**WORK INSTRUCTIONS**.
What follows is a set of records; repeat all of them exactly.

**DATA TO PROCESS**.

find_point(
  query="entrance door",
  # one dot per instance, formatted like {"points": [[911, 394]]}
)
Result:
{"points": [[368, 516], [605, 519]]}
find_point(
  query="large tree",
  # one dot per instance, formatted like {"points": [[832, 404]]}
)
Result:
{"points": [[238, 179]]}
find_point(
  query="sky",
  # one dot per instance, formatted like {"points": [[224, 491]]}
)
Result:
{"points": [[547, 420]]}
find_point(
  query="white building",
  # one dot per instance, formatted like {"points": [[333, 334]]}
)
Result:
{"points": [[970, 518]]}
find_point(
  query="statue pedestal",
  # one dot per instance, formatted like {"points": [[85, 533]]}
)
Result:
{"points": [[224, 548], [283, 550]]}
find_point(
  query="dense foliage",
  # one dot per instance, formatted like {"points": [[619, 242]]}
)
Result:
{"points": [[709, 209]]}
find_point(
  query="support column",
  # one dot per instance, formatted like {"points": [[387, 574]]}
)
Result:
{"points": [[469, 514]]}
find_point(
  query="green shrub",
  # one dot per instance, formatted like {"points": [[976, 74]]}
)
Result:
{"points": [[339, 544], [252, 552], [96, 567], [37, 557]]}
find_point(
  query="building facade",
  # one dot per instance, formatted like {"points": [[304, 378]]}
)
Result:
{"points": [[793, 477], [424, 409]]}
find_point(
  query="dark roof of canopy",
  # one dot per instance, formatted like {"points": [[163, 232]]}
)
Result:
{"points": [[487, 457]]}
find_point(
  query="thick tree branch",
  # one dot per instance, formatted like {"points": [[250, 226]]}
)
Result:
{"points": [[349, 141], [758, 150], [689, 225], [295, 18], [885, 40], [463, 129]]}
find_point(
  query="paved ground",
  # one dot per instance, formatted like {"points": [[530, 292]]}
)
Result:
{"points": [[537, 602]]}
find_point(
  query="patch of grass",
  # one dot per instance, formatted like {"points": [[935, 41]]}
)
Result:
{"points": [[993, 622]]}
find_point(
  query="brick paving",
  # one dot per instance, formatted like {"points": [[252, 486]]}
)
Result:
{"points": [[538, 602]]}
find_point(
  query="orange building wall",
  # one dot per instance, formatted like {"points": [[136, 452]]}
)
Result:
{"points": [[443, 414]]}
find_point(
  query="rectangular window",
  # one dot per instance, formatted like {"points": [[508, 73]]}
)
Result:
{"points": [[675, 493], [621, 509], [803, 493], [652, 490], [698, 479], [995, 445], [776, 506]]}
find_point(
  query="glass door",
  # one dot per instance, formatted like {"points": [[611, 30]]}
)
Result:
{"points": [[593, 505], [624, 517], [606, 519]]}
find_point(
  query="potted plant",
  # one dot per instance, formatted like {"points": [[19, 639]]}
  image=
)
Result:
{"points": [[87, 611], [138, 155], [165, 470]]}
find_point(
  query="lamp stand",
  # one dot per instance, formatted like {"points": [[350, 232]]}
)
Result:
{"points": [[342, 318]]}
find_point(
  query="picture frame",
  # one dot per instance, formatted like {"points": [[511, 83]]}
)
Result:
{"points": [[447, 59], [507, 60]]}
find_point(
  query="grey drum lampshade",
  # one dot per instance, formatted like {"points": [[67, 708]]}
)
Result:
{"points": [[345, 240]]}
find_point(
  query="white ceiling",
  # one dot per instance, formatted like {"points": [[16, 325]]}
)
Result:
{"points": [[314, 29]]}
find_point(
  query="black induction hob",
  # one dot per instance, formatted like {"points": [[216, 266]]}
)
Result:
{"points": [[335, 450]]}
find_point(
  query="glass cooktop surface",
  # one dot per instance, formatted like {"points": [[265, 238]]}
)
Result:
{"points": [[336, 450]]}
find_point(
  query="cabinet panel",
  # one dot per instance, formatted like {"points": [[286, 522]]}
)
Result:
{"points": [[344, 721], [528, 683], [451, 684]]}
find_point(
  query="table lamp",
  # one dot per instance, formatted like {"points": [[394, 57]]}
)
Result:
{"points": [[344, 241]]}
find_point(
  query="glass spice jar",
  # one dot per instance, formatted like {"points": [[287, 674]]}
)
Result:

**OUTPUT**.
find_point(
  query="entrance door",
  # one dot per instance, formatted like {"points": [[911, 394]]}
)
Result:
{"points": [[368, 516], [605, 519]]}
find_point(
  query="large tree",
  # one dot per instance, formatted like {"points": [[832, 404]]}
)
Result:
{"points": [[238, 179]]}
find_point(
  query="sky",
  # one dot per instance, formatted like {"points": [[224, 491]]}
)
Result:
{"points": [[547, 420]]}
find_point(
  query="white building",
  # one dot per instance, formatted like {"points": [[333, 334]]}
)
Result:
{"points": [[970, 518]]}
find_point(
  query="statue pedestal",
  # one dot per instance, formatted like {"points": [[85, 533]]}
)
Result:
{"points": [[224, 548], [283, 550]]}
find_point(
  query="dense foliage",
  # one dot per instance, formatted like {"points": [[619, 242]]}
)
Result:
{"points": [[709, 209]]}
find_point(
  query="support column",
  # one dot per instance, formatted like {"points": [[387, 574]]}
)
Result:
{"points": [[469, 514]]}
find_point(
  query="green shrub",
  # one dot per instance, formatted like {"points": [[976, 74]]}
)
Result:
{"points": [[339, 544], [252, 552], [96, 567], [37, 557]]}
find_point(
  query="building facade",
  # one dot per instance, formatted like {"points": [[304, 378]]}
)
Result:
{"points": [[793, 477], [424, 409]]}
find_point(
  query="dark roof of canopy",
  # one dot per instance, formatted like {"points": [[163, 232]]}
)
Result:
{"points": [[487, 457]]}
find_point(
  query="thick tree branch",
  # one dot per instance, formatted like {"points": [[250, 226]]}
)
Result:
{"points": [[349, 141], [758, 150], [689, 225], [295, 18], [885, 40], [463, 129]]}
find_point(
  query="paved ground",
  # one dot per instance, formatted like {"points": [[530, 292]]}
)
Result:
{"points": [[537, 602]]}
find_point(
  query="patch of grass",
  # one dot per instance, formatted like {"points": [[935, 41]]}
)
Result:
{"points": [[993, 622]]}
find_point(
  query="brick paving",
  # one dot per instance, formatted like {"points": [[252, 486]]}
)
Result:
{"points": [[538, 602]]}
find_point(
  query="orange building wall",
  # one dot per instance, formatted like {"points": [[136, 452]]}
)
Result:
{"points": [[443, 414]]}
find_point(
  query="rectangular window",
  # one dot per instance, formatted like {"points": [[508, 73]]}
)
Result:
{"points": [[675, 493], [621, 509], [803, 493], [652, 490], [698, 479], [995, 445], [776, 506]]}
find_point(
  query="glass door",
  # one dot per instance, formatted like {"points": [[611, 30]]}
)
Result:
{"points": [[593, 505], [624, 517], [606, 519]]}
find_point(
  query="potted plant",
  # one dot per instance, formatted like {"points": [[19, 639]]}
  image=
)
Result:
{"points": [[87, 611], [138, 155], [165, 470]]}
find_point(
  query="lamp stand",
  # one dot per instance, formatted like {"points": [[350, 232]]}
)
Result:
{"points": [[342, 318]]}
find_point(
  query="picture frame",
  # one dot per instance, formatted like {"points": [[511, 83]]}
)
Result:
{"points": [[447, 59], [507, 60]]}
find_point(
  query="grey drum lampshade",
  # one dot per instance, formatted like {"points": [[67, 708]]}
)
Result:
{"points": [[345, 240]]}
find_point(
  query="white ceiling",
  # one dot per instance, formatted like {"points": [[16, 325]]}
)
Result:
{"points": [[314, 29]]}
find_point(
  query="black induction hob",
  # one dot per instance, formatted like {"points": [[216, 266]]}
)
Result:
{"points": [[335, 450]]}
find_point(
  query="glass cooktop surface",
  # one dot per instance, formatted like {"points": [[265, 238]]}
)
Result:
{"points": [[336, 450]]}
find_point(
  query="cabinet panel",
  # one dot per instance, formatted like {"points": [[286, 522]]}
)
Result:
{"points": [[344, 721], [528, 683], [451, 684]]}
find_point(
  query="table lamp",
  # one dot per instance, formatted like {"points": [[394, 57]]}
)
Result:
{"points": [[344, 241]]}
find_point(
  query="glass spice jar",
  # one dot per instance, formatted like {"points": [[287, 674]]}
)
Result:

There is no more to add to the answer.